ACTIVITIES>
1. Answer these questions using the Jennifer Longdon text.
(a) Who succeeded Longdon in the 5th district seat?
(b) In what year was Longdon paralyzed?
(c) Which campaign manager of Longdon's joined the Michael Bloomberg 2020 presidential campaign?
2. Copy word for word the part of the Jennifer Longdon text starting at "Longdon was paralyzed" and ending at "for Gun Safety.".

Member of the Arizona House of Representatives from the 5th district
- In office January 9, 2023 – January 26, 2024 Serving with Amish Shah
- Preceded by: Leo Biasiucci
- Succeeded by: Sarah Liguori

Member of the Arizona House of Representatives from the 24th district
- In office January 14, 2019 – January 9, 2023 Serving with Amish Shah
- Preceded by: Lela Alston
- Succeeded by: Lydia Hernandez

Personal details
- Party: Democratic

= Jennifer Longdon =

American politician

Jennifer Longdon is an American politician and a former Democratic member of the Arizona House of Representatives representing District 5 from 2023 to 2024. She previously represented District 24 from 2019 to 2023. Longdon was elected in 2018 to succeed State Representative Lela Alston, who instead ran for State Senate.

In January 2024, Longdon resigned from the Arizona House to work on healthcare policy at a nonprofit organization.

Longdon was paralyzed in 2004 in a random drive-by shooting. She served on the Phoenix Mayor's Commission on Disability Issues, on the advisory board of Christopher and Dana Reeve Foundation Public Impact Panel, and as president of Arizonans for Gun Safety.

== Michael Bloomberg's 2020 presidential campaign ==
In 2020, Longdon endorsed Michael Bloomberg's campaign for president, and volunteered in canvassing efforts in her home district. In January that year, Longdon's state legislature campaign manager Amber Rivera resigned and joined the Michael Bloomberg 2020 presidential campaign.

[Referring expression pointing data]
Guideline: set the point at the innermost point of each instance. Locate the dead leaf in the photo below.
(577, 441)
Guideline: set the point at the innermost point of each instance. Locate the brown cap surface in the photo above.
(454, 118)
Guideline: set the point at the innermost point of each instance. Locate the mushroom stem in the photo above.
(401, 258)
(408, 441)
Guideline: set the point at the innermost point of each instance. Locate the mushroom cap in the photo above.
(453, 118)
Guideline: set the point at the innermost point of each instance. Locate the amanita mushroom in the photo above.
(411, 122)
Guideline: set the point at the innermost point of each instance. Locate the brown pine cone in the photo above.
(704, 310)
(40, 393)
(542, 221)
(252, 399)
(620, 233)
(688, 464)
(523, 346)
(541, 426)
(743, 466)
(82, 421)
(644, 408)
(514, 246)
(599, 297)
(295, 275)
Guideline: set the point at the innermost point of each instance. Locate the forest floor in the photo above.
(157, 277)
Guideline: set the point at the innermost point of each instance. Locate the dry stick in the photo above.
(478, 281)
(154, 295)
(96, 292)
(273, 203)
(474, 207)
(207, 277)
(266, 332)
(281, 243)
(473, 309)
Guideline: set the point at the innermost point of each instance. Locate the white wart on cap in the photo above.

--

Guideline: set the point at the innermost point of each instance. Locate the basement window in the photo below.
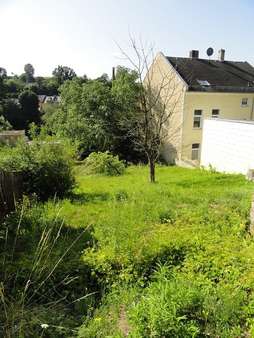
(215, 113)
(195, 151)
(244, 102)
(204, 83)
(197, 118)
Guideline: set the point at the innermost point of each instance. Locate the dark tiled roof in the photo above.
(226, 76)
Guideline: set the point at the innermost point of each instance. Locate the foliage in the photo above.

==

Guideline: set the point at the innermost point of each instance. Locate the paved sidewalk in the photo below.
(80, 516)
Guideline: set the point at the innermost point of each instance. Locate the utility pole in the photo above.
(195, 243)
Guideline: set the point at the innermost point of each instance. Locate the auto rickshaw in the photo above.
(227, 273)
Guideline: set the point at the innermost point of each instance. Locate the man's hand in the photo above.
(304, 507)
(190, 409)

RESULTS OF THE TASKS>
1.
(a) Sarah Liguori
(b) 2004
(c) Amber Rivera

2.
Longdon was paralyzed in 2004 in a random drive-by shooting. She served on the Phoenix Mayor's Commission on Disability Issues, on the advisory board of Christopher and Dana Reeve Foundation Public Impact Panel, and as president of Arizonans for Gun Safety.